* THE TASK
How many lines in the records below contain the string "positive"? Reply with the number alone.

* SUPPLIED DATA
+++++

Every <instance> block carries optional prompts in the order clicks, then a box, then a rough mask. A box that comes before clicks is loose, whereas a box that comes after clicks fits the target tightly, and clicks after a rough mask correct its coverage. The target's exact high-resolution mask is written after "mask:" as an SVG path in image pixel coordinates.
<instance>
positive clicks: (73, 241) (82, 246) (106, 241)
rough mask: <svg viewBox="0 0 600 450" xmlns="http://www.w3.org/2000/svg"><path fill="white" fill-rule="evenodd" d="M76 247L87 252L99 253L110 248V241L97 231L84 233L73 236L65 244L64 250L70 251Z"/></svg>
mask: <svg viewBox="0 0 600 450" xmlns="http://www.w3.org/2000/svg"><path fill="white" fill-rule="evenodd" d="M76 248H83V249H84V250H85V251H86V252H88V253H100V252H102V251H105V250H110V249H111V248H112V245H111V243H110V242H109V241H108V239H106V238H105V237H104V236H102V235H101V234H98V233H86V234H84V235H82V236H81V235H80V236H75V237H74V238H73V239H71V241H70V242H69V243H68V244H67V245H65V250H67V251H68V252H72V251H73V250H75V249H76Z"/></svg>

+++++

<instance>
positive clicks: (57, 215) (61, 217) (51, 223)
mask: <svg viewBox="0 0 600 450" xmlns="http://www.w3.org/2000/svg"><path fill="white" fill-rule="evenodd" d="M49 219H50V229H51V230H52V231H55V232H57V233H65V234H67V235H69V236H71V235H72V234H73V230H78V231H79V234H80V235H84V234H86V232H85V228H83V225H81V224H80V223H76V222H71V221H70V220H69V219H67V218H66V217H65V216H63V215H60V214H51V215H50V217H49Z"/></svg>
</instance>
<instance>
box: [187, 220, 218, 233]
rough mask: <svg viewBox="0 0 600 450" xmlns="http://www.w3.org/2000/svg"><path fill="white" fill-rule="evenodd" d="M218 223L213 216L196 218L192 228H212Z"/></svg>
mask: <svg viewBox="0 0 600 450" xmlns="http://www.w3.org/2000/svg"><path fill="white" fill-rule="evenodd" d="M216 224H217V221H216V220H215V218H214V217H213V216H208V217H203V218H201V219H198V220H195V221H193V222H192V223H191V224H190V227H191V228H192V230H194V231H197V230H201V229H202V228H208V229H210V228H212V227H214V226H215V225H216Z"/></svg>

+++++

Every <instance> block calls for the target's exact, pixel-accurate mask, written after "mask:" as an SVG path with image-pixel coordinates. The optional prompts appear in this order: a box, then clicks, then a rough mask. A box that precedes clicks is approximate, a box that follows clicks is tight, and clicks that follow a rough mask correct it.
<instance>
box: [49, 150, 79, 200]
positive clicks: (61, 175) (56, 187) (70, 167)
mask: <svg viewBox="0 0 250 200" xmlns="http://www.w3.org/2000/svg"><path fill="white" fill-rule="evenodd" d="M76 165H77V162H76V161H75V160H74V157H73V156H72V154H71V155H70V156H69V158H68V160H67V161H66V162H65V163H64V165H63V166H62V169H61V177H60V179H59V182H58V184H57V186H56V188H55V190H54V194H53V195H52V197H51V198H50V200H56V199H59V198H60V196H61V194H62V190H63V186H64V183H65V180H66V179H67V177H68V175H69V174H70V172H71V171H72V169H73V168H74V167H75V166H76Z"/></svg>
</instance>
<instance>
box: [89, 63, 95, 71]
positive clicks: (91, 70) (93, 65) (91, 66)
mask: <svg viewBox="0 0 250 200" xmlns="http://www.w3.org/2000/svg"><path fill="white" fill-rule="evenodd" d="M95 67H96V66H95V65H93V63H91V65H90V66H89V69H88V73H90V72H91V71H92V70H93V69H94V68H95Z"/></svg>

+++++

* RESULT OF THE TASK
4